PROVIDED PASSAGE:
# # # # # # #
GABAA Receptor Modulators

Abstract

Allosteric modulators are molecules that act at sites different from orthosteric sites and influence the effects of orthosteric ligands on the target protein. For the family of GABAA receptors, allosteric modulation is a key concept exploited by widely used pharmaceuticals, for example tranquilisers of the benzodiazepine type or sedative anaesthetics such as etomidate. Recent developments reflect efforts to identify the binding sites involved in such allosteric modulation and the selective targeting of individual receptor subtypes. The precise number and structures of native GABAA receptor subtypes are still not known. A widely used useful distinction refers to synaptic and extrasynaptic pools of receptors, and some progress has been made in targeting these pools separately. A recent surge identified endogenous modulators, among them endocannabinoids and dopamine. As knowledge about modulators as well as their binding sites increases, development of more selective agents will be facilitated.

Key Concepts

  • Clinically used drugs targeting GABAA receptors are mostly allosteric modulators – benzodiazepines and sedative narcotics are prominent examples.
  • Allosteric modulators change agonist function in various ways by interactions with allosteric modulatory sites.
  • Diverse effects have been categorised; acronyms such as PAM type I and similar are used – but the terminology is not standardised.
  • Functional selectivity has been introduced as a term to differentiate selective action from selective binding.
  • For many chemotypes the exact binding sites on GABAA receptors are not yet known; structural knowledge is still needed.
  • While receptors consisting of alpha, beta and gamma subunits are very well characterised, much less is known about receptors that contain only alpha and beta subunits and receptors that contain delta, pi, theta, epsilon or rho subunits.

Keywords: GABAA receptor; subtype; allosteric modulation; PAM; SAM; NAM

Figure 1. (a) Schematic rendering of a benzodiazepine‐sensitive αβγ‐receptor subtype, known extracellular binding sites indicated. Additional schemes depict representative putative composition and arrangements of αβ‐ and αβδ‐receptor subtypes. (b) The ribbon structure depicts 6HUP (Masiulis et al., ) from the perspective indicated by the arrow in panel a. The two subunits in the back are very light grey, the beta subunit on the left‐hand side is black, the alpha subunit in front in dark grey and the gamma subunit in light grey. In the ECD, GABA is present at the orthosteric site. The ‘etomidate’ site at the upper TMD β+/α− interface was found to be occupied by diazepam, in line with previous mutational analysis (Walters et al., ). The high‐affinity benzodiazepine‐binding site is also occupied by diazepam and revealed the binding mode of diazepam, which is different from the one seen for flumazenil (Zhu et al., ).
Figure 2. The range of allosteric modulation elicited by the high‐affinity benzodiazepine‐binding site (of α1βγ2 receptors) can be conceived as full negative modulation (thus reducing GABA‐elicited currents strongly), no change and full positive modulation. In the case of these compounds, the maximum enhancement would be the current elicited by saturating GABA concentrations – however, in receptors for which GABA is a partial agonist, modulators can enhance the current above GABAmax.
# # # # # # #
DATASET EXCERPTS:
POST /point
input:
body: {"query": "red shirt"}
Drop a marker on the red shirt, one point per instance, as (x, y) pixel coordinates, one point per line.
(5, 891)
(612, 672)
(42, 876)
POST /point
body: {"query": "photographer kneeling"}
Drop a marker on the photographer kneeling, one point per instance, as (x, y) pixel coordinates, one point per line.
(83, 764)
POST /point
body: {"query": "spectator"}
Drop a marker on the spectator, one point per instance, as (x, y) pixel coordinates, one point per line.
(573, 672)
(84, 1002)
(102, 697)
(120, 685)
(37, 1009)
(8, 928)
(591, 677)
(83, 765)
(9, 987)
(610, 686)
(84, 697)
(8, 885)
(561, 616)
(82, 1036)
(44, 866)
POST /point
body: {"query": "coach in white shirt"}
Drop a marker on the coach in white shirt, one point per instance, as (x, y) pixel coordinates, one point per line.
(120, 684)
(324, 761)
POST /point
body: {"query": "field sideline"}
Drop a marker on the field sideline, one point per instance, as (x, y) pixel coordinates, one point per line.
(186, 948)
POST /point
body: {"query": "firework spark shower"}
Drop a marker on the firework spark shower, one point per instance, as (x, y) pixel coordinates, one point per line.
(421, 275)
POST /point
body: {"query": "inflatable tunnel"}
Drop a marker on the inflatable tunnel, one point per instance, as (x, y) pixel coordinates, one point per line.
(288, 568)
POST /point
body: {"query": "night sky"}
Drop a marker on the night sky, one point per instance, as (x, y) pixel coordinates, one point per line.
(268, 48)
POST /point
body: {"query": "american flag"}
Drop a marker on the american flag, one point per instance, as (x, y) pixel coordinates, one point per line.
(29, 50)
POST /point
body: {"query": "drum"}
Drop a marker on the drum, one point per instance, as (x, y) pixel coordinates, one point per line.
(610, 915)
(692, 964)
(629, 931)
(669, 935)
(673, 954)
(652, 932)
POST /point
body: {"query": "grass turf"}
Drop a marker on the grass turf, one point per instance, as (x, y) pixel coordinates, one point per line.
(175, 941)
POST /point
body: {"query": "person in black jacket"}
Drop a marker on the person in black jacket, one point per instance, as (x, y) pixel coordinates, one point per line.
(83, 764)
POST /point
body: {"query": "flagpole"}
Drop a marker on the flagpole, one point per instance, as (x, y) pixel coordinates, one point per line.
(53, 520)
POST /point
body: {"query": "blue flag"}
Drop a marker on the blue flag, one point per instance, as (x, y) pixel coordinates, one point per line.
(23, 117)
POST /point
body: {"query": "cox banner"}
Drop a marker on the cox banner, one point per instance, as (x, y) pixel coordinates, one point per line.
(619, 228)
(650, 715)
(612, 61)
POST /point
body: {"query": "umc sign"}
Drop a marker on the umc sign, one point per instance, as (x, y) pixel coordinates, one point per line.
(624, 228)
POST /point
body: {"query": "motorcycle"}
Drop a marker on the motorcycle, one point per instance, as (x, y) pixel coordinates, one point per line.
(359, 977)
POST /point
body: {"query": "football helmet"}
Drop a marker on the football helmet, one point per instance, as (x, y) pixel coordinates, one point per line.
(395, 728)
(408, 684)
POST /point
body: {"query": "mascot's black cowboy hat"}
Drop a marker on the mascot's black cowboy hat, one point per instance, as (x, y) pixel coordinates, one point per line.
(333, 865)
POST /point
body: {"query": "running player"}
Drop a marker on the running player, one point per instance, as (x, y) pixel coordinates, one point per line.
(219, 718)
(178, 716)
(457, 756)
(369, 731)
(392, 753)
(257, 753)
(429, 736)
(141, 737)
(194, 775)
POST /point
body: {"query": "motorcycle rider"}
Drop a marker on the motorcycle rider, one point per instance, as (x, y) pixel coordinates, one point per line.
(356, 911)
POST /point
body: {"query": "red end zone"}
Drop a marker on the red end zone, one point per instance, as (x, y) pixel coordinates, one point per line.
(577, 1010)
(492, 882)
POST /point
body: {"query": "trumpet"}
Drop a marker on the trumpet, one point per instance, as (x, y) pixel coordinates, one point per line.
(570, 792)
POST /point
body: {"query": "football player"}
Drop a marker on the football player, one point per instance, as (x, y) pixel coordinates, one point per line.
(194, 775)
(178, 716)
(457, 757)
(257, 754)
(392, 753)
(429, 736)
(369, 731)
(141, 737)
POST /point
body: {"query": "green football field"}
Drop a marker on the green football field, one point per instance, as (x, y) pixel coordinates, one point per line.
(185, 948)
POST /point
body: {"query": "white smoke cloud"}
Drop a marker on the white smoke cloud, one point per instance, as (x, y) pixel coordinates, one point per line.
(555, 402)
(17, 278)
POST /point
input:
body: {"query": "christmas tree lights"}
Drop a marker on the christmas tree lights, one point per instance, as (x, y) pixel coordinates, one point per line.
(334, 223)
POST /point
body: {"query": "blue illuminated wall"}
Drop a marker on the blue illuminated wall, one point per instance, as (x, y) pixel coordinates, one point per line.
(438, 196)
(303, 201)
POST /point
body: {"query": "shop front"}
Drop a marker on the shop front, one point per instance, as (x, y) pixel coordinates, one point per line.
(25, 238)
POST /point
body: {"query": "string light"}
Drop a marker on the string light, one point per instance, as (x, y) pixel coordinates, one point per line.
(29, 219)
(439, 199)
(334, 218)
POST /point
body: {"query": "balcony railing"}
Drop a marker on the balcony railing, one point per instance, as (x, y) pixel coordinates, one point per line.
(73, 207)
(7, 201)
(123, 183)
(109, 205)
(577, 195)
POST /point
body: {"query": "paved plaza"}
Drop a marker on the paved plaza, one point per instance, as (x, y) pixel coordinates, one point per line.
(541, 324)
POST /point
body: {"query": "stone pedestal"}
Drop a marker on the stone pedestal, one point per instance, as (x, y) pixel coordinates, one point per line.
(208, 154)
# # # # # # #
PROBLEM STATEMENT: Write the next part of the passage on GABAA receptor modulators, starting after its final sentence. The lines above come from a separate source.

FINAL ANSWER:
Figure 3. Updated scheme of allosteric sites on GABAA receptor subtypes. (a) A highly schematic rendering of known ECD‐ and TMD‐binding sites in a canonical αβγ‐receptor subtype: The canonical GABA sites, the high‐affinity benzodiazepine (Bz) site, a modulatory sites used by pyrazoloquinolinones (PQ), etomidate/loreclezole sites (Eto), barbiturate sites (B), the interface neurosteroid site (S) and the site for the negative modulatory steroid pregnanolone sulfate (S‐). Additional putative sites are indicated in line with recent structural evidence. (b) A side view of a generic pentameric complex, with the same binding sites arranged along the front interface. The scheme rests largely on structural evidence, but the ICD is only indicative of the fact that it is highly variable and thus will differ considerably among subunit classes. 1, 1a: ECD interface sites (GABA, benzodiazepine and PQ), can be occupied by one ligand or several ligands simultaneously; 2: cation‐binding site; 3: etomidate/loreclezole/barbiturate/low‐affinity benzodiazepine site; 4: modulatory steroid site; 5, 6, 7: tentative sites seen in other pLGICs; 8: lipid‐associated site used by inhibitory steroids and endocannabinoids; 9: lipid/cholesterol interaction site, tentative modulatory site.
Figure 4. A selection of molecules to depict the wide variety of different chemical scaffolds that act on the GABAA‐receptor family. The selection is meant to illustrate the big chemical diversity of modulators with some clinically relevant examples (zolpidem, allopregnanolone and thiopental) and some additional examples such as the small ethanol molecule, more complex isoprene structures such as valerenic acid, a representative nonsteroid endogenous modulator (histamine), the (functionally) delta‐selective compound DS2 and examples for polyspecific compounds with less‐discussed ‘off target’ effects at GABAA receptors such as the synthetic narcotic ketamine and the drug of abuse cocaine (Hondebrink et al., ).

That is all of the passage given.